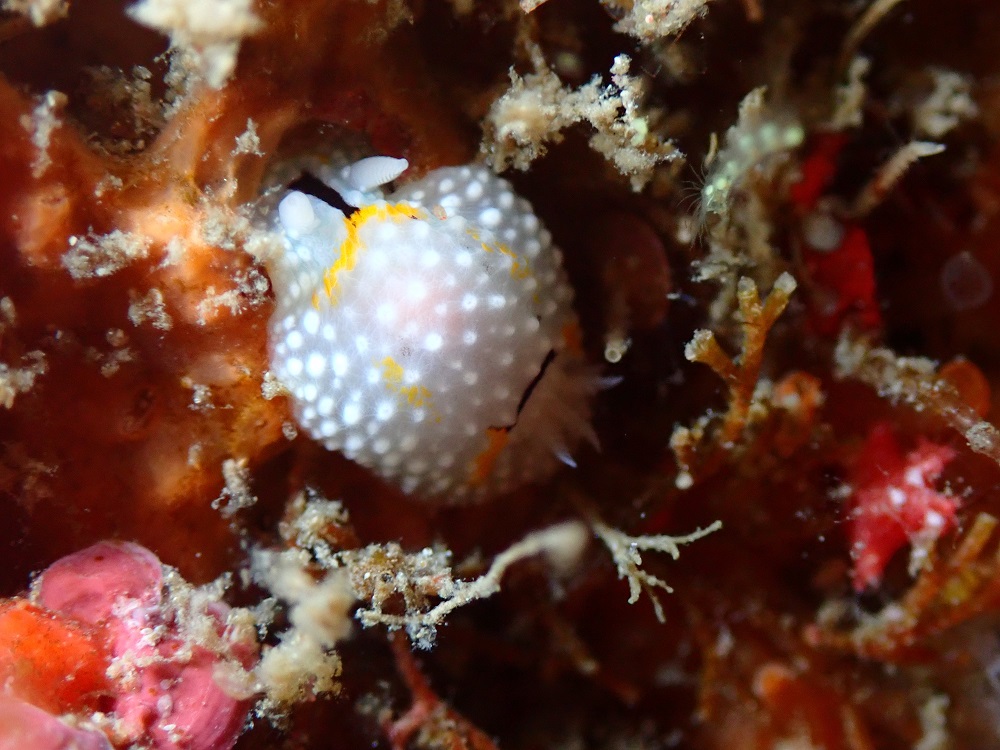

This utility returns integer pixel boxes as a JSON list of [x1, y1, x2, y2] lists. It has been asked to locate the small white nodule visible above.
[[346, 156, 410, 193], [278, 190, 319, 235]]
******
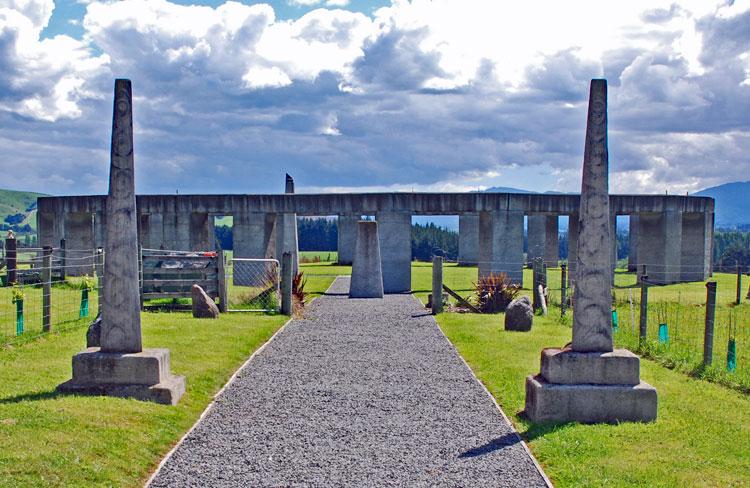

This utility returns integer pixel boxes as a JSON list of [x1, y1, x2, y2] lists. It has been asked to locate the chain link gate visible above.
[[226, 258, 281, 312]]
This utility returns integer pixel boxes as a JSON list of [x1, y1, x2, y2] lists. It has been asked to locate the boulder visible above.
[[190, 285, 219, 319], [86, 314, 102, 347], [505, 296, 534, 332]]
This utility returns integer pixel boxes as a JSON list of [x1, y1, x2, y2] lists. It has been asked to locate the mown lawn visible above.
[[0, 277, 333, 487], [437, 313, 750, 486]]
******
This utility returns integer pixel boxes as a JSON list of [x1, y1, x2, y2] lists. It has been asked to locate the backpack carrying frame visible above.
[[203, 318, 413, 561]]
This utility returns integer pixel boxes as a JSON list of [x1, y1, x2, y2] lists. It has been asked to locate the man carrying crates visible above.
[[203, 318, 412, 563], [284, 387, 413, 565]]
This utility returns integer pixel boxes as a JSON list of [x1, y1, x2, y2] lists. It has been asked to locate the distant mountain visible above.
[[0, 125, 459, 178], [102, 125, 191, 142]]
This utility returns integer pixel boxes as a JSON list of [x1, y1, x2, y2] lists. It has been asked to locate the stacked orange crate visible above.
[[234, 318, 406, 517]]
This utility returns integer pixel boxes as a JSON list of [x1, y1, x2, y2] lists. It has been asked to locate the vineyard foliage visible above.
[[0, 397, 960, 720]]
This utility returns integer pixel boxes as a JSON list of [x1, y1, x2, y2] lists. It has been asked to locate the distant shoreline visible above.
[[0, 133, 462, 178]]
******
* **Short task**:
Convert the records from the line containing "lawn visible above." through the line containing "[[0, 277, 333, 487], [437, 313, 750, 486]]", both included, into a Markdown table with the columns No. and Line. Give each line its own numbered row and omit any blank lines.

* **Exercise response**:
| No. | Line |
|---|---|
| 1 | This utility returns integer pixel boxes as a JSON list of [x1, y1, x2, y2] lists. It has been asked to locate the mown lawn visible above. |
| 2 | [[0, 277, 333, 487], [437, 313, 750, 486]] |